== TASK TO CARRY OUT ==
Copy out the whole listing below line by line, but rescale the point coordinates in the answers only by multiplying each by 0.75 and rounding to a whole number, with halves rounded up. Leave the pictures out.

§

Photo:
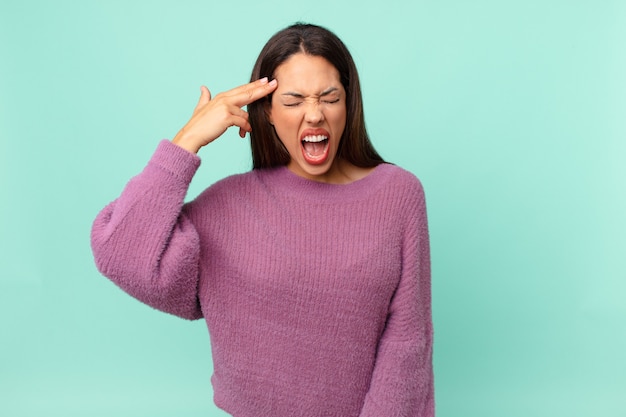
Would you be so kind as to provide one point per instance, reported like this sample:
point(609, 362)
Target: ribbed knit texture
point(317, 296)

§

== EXERCISE RESULT ==
Photo:
Would you be so kind as to provide one point per instance, reported like this sample:
point(609, 362)
Target: ribbed knit texture
point(238, 222)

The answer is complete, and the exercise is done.